### Selected passage
start
The members of Ottawa's National Arts Centre Orchestra must be excited about the start of their 2013-14 season, announced this morning in the nation's capital. In October, the orchestra will be touring China, an increasingly rare occurrence in these days of tight budgets and all-around hunkering down in the arts. And before they leave, they get to present their season opening Gala in Southam Hall with Paul Anka and his band – a crowd-pleaser (for a certain crowd), if ever there was one. And a very safe choice. Maybe too safe.

It's not easy programming an orchestra these days, and especially a regional orchestra like the NAC, always close to the edge financially. However, the NAC for several years, under the music direction of famed violinist Pinchas Zukerman, has reacted to these constraints with a very conservative approach. Next season is no exception. Case in point – the season opens with a "Romantic Festival," which reads like a CD-sampler of the Classics' Greatest Hits – Tchaikovsky's Piano Concerto, Beethoven's Fifth Symphony, a visit from Renee Fleming, the Bruch Violin Concerto (with Zukerman as soloist). Tried and true choices, every one, as safe as it gets in the classical music biz.

And that safety is only broken occasionally in the NAC's '13-14 season, but those breaks look interesting. Amanda Forsyth, the orchestra's star cellist, is returning from a year's sabbatical to play a concerto by her late father, Malcolm, along with the NAC's principal violist, Jethro Marks. Amanda is also featured in another Canadian composition, Alexina Louie's "Bringing the Tiger Down from the Mountain." However, other than those two pieces, and one other small concert opener by Murray Schafer, that's it for Canadian music – in a 30-concert season.
end
### Task brief
Summarize the passage on the National Arts Centre Orchestra's 2013-14 season in two sentences.

### Given data
start
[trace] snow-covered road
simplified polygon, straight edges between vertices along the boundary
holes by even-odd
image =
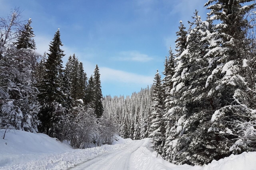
end
### Task result
The National Arts Centre Orchestra's 2013-14 season, which includes an October tour of China and an opening Gala with Paul Anka, continues the very conservative programming the orchestra has followed under music director Pinchas Zukerman, starting with a "Romantic Festival" of well-known works. The occasional departures include a concerto by cellist Amanda Forsyth's late father, Malcolm, and Alexina Louie's "Bringing the Tiger Down from the Mountain," both featuring Forsyth, plus a small concert opener by Murray Schafer, and these are the only Canadian works in a 30-concert season.